Selain itu, masih ada polemik lain, terutama terkait etika tentang baik buruknya pengambilan dan penetapan cuti pada saat-saat tertentu. Sebagai seorang pekerja, saya menyadarinya di lapangan.
Cuti saat pekerjaan menumpuk
Ada momen-momen tertentu di mana intensitas pekerjaan tinggi dan target mendesak harus dicapai. Semisal, akhir bulan atau akhir tahun, terkait pembukuan laporan keuangan atau perolehan target penjualan.
Kala itu, semua pegawai sedang sibuk-sibuknya. Kekurangan satu pegawai dirasa memberatkan bagi yang lain. Pekerjaannya otomatis diserahterimakan dan menambah beban yang lain. Tiap-tiap pegawai saja sudah kerepotan, ini ditambah lagi.
Cuti bersamaan dengan pekerja lain
Tidak menutup kemungkinan, dari beberapa bawahan dalam satu atasan, terjadi cuti serempak. Karena alasan mendesak yang berbeda, beberapa pegawai mengambil cuti pada hari bersamaan.
Ini menjadi polemik, karena siapa nanti yang akan menyelesaikan pekerjaan? Siapa yang jaga di kantor? Satu dua orang harus mengalah. Sesekali, mengorbankan kepentingan pribadinya.

************

• _Tujuan Latihan_: Tuliskan kembali tanpa mengubah apa pun bagian tulisan tentang cuti di atas, mulai dari kata-kata yang memuat "Kala itu, semua" sampai "ini ditambah lagi.".

************

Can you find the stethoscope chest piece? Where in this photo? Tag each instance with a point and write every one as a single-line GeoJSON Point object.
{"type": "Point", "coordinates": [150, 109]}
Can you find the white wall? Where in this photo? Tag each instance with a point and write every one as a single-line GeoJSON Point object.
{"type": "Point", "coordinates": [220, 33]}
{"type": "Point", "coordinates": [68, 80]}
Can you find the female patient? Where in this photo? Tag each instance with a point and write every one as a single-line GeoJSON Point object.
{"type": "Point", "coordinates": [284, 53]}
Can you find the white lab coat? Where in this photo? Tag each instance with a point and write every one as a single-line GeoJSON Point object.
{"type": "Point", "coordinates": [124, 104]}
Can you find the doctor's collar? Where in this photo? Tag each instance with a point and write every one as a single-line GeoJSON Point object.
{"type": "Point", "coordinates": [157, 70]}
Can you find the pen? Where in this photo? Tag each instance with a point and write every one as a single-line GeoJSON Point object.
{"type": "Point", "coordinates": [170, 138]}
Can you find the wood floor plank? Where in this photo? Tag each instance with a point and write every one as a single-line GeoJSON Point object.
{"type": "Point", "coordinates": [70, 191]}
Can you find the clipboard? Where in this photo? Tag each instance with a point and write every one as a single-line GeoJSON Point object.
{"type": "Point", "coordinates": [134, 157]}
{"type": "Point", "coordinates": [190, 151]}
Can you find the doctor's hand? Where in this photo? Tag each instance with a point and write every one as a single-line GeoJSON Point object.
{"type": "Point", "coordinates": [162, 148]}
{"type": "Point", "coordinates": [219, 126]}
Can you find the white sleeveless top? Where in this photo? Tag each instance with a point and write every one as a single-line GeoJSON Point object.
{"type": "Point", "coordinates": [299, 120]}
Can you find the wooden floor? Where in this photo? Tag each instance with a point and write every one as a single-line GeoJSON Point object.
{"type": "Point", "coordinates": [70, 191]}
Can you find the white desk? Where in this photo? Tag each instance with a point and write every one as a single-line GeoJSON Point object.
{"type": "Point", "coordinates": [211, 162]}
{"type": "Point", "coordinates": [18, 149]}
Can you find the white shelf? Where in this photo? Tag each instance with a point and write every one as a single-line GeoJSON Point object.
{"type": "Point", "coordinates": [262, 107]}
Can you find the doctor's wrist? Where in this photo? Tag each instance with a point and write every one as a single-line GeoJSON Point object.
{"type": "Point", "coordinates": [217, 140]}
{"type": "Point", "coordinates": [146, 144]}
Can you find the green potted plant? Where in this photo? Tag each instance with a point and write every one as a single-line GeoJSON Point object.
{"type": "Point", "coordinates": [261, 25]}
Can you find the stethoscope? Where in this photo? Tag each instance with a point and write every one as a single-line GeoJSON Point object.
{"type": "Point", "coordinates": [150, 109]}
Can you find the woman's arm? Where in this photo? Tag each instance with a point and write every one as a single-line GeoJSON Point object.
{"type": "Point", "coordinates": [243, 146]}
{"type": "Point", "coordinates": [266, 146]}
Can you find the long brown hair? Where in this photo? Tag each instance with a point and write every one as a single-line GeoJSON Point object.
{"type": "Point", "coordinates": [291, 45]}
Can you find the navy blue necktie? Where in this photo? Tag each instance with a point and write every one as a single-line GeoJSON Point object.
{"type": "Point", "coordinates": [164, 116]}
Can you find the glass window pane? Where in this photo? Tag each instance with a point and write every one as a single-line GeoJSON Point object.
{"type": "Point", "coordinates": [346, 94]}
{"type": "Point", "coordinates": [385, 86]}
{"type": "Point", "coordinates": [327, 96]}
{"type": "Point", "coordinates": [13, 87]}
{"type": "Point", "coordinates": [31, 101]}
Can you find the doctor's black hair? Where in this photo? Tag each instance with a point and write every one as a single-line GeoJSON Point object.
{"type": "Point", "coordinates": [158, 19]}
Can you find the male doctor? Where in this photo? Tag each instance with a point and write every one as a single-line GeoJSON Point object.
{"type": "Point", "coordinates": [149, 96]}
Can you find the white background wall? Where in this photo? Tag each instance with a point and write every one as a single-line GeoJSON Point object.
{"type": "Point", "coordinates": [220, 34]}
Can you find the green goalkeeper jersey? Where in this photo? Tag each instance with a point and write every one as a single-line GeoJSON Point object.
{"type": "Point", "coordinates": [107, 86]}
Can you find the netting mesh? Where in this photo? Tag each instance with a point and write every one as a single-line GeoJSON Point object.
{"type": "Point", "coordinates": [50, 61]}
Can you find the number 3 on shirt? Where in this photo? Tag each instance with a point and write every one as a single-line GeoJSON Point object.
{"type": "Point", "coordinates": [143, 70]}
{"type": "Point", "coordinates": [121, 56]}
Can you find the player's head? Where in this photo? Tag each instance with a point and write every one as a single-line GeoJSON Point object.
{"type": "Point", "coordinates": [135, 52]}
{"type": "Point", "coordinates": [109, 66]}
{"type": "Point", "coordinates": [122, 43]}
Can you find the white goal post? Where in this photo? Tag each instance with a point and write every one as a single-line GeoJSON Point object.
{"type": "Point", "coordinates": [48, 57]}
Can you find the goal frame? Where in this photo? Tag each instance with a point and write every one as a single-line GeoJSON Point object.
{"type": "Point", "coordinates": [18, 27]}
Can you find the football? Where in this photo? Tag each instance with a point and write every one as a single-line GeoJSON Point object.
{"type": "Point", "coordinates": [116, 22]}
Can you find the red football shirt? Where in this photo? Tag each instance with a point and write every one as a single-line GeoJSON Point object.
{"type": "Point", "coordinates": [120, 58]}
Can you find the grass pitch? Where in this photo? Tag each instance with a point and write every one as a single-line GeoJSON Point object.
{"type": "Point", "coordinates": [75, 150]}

************

• _Hasil Latihan_:
Kala itu, semua pegawai sedang sibuk-sibuknya. Kekurangan satu pegawai dirasa memberatkan bagi yang lain. Pekerjaannya otomatis diserahterimakan dan menambah beban yang lain. Tiap-tiap pegawai saja sudah kerepotan, ini ditambah lagi.